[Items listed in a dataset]
►
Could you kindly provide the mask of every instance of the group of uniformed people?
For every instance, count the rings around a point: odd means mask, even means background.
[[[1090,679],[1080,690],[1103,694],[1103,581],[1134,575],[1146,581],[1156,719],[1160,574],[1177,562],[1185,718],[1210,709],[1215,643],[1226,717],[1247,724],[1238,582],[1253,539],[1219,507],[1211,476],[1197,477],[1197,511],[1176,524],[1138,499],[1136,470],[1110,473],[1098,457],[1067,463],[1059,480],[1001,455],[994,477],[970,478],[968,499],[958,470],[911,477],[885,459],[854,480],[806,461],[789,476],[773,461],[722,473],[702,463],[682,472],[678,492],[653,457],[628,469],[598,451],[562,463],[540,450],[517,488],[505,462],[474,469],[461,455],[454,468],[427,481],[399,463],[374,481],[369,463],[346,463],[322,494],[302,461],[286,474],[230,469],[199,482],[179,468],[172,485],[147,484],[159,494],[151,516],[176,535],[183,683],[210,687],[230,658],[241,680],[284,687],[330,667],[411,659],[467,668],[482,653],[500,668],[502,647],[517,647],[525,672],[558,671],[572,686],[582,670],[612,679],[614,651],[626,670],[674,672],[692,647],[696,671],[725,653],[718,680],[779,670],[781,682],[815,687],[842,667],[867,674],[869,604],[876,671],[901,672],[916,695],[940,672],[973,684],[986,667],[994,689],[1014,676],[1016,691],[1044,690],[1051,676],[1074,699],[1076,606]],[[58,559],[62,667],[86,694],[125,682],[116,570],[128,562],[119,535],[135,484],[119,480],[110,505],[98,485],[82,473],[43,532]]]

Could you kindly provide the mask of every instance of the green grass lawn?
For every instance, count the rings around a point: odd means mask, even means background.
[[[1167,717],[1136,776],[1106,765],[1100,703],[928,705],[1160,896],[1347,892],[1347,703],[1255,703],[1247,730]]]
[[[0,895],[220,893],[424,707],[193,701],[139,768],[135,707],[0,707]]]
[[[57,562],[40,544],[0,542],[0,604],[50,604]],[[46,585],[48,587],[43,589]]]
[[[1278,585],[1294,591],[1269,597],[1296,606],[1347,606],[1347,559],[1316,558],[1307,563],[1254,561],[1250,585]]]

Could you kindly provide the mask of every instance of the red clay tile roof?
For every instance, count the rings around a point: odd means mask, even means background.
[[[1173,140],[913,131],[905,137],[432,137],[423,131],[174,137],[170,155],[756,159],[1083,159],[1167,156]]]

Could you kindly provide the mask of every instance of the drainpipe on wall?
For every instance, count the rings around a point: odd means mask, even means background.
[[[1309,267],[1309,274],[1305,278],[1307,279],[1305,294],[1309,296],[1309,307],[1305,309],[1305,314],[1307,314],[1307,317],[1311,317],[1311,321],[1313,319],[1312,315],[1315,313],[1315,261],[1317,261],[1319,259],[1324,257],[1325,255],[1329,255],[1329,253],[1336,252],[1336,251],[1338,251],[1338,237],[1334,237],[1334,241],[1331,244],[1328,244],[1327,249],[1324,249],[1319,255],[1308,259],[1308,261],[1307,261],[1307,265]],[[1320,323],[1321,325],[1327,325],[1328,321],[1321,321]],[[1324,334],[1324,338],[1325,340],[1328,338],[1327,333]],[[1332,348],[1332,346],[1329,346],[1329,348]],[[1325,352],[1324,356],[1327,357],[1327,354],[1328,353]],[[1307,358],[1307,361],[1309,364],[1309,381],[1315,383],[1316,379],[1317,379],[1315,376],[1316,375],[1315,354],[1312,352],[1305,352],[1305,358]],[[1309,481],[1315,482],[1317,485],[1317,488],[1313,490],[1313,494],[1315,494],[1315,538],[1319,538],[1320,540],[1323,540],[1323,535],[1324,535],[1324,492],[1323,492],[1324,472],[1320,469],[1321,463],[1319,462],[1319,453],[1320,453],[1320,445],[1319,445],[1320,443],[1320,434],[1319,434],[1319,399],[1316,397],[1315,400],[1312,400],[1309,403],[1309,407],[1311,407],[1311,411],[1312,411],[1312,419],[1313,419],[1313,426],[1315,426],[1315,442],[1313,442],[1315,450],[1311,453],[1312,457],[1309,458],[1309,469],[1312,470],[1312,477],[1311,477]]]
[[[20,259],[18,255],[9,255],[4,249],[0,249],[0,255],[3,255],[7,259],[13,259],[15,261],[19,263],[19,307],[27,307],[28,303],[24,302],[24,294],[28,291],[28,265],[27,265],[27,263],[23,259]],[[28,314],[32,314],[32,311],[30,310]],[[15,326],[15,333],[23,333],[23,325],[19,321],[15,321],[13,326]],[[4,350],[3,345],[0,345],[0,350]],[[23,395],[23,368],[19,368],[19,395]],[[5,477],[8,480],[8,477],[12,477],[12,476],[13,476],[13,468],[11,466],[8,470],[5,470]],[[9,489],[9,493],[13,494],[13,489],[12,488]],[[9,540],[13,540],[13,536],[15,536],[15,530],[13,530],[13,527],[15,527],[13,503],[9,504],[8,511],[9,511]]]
◄
(PROBLEM DETAILS)
Without changing a word, restate the whole listing.

(SOLUTION FOR THIS PROBLEM)
Could you kindly provide the mask of every instance of the group of uniformed people?
For every instance, count the rings around a point: odd means mask, even means background.
[[[1090,679],[1080,690],[1103,694],[1103,581],[1134,575],[1146,581],[1156,719],[1160,574],[1177,562],[1185,718],[1210,709],[1215,643],[1226,717],[1247,724],[1238,582],[1253,539],[1219,507],[1211,476],[1197,477],[1197,511],[1176,524],[1138,499],[1136,470],[1110,473],[1098,457],[1067,463],[1059,480],[1001,455],[994,477],[970,478],[968,499],[958,470],[911,477],[885,459],[854,480],[806,461],[789,476],[773,461],[722,473],[702,463],[682,472],[678,492],[653,457],[628,469],[598,451],[562,463],[540,450],[517,488],[505,462],[474,469],[461,455],[454,468],[427,481],[399,463],[374,481],[369,463],[346,463],[322,494],[302,461],[286,474],[230,469],[199,482],[179,468],[172,485],[147,484],[159,494],[151,516],[176,535],[183,683],[210,687],[230,658],[241,680],[284,687],[330,667],[411,659],[467,668],[482,653],[500,668],[502,647],[517,647],[525,672],[558,671],[572,686],[582,670],[612,679],[614,651],[626,670],[674,672],[692,647],[696,671],[725,653],[718,680],[779,670],[781,682],[815,687],[842,667],[867,674],[869,604],[876,671],[901,672],[916,695],[940,672],[973,684],[986,667],[994,689],[1014,676],[1016,691],[1044,690],[1051,676],[1074,699],[1076,606]],[[58,559],[62,667],[86,694],[125,682],[116,570],[128,562],[119,535],[135,484],[119,480],[110,505],[98,485],[82,473],[43,532]]]

Could you kindly provide the mask of every instance of the green grass lawn?
For every instance, count the rings around a point: odd means mask, even means background.
[[[1167,717],[1136,776],[1106,765],[1100,703],[928,705],[1160,896],[1347,892],[1347,703],[1255,703],[1247,730]]]
[[[0,895],[220,893],[424,707],[193,701],[139,768],[135,707],[0,707]]]
[[[57,562],[40,544],[0,542],[0,604],[50,604]],[[46,585],[48,587],[43,589]]]
[[[1278,585],[1294,591],[1269,597],[1296,606],[1347,606],[1347,559],[1316,558],[1307,563],[1254,561],[1250,585]]]

Could you kindly provide the mask of every instance of the red clay tile roof?
For every instance, count the rings around a point: odd means mask, even means background.
[[[1173,140],[913,131],[905,137],[432,137],[423,131],[174,137],[170,155],[756,159],[1083,159],[1167,156]]]

Could you kindly provide the mask of every instance of the drainpipe on wall?
For every instance, count the rings around a point: odd means mask, even means background.
[[[1309,267],[1309,274],[1305,278],[1307,279],[1305,294],[1309,296],[1309,307],[1305,309],[1305,314],[1307,314],[1307,317],[1311,317],[1311,321],[1313,319],[1312,315],[1315,313],[1315,261],[1317,261],[1319,259],[1324,257],[1325,255],[1329,255],[1329,253],[1336,252],[1336,251],[1338,251],[1338,237],[1334,237],[1334,241],[1331,244],[1328,244],[1327,249],[1324,249],[1319,255],[1308,259],[1308,261],[1307,261],[1307,265]],[[1320,323],[1321,325],[1327,325],[1328,321],[1321,321]],[[1324,334],[1324,338],[1325,340],[1328,338],[1327,333]],[[1332,348],[1332,346],[1329,346],[1329,348]],[[1325,352],[1324,356],[1327,357],[1327,354],[1328,353]],[[1307,358],[1307,361],[1309,364],[1309,381],[1315,383],[1316,379],[1317,379],[1315,376],[1316,375],[1315,354],[1312,352],[1305,352],[1305,358]],[[1309,481],[1315,482],[1317,485],[1317,488],[1313,490],[1313,494],[1315,494],[1315,538],[1319,538],[1320,540],[1323,540],[1323,535],[1324,535],[1324,492],[1323,492],[1324,472],[1320,469],[1321,463],[1319,462],[1319,453],[1320,453],[1320,445],[1319,445],[1320,443],[1320,434],[1319,434],[1319,399],[1316,397],[1315,400],[1312,400],[1309,403],[1309,407],[1311,407],[1311,411],[1312,411],[1312,419],[1313,419],[1313,426],[1315,426],[1315,442],[1313,442],[1315,450],[1311,453],[1312,457],[1309,458],[1309,469],[1312,470],[1312,477],[1311,477]]]
[[[20,259],[18,255],[9,255],[4,249],[0,249],[0,255],[3,255],[7,259],[13,259],[15,261],[19,263],[19,307],[27,307],[28,303],[24,302],[24,294],[28,291],[28,265],[27,265],[27,263],[23,259]],[[28,314],[32,314],[32,311],[30,310]],[[15,326],[15,333],[23,333],[23,325],[19,321],[15,321],[13,326]],[[4,350],[3,345],[0,345],[0,350]],[[23,395],[23,368],[19,368],[19,395]],[[5,477],[8,480],[8,477],[12,477],[12,476],[13,476],[13,468],[11,466],[8,470],[5,470]],[[9,489],[9,493],[13,494],[13,489],[12,488]],[[9,540],[13,540],[13,536],[15,536],[15,530],[13,530],[13,527],[15,527],[13,503],[9,504],[8,511],[9,511]]]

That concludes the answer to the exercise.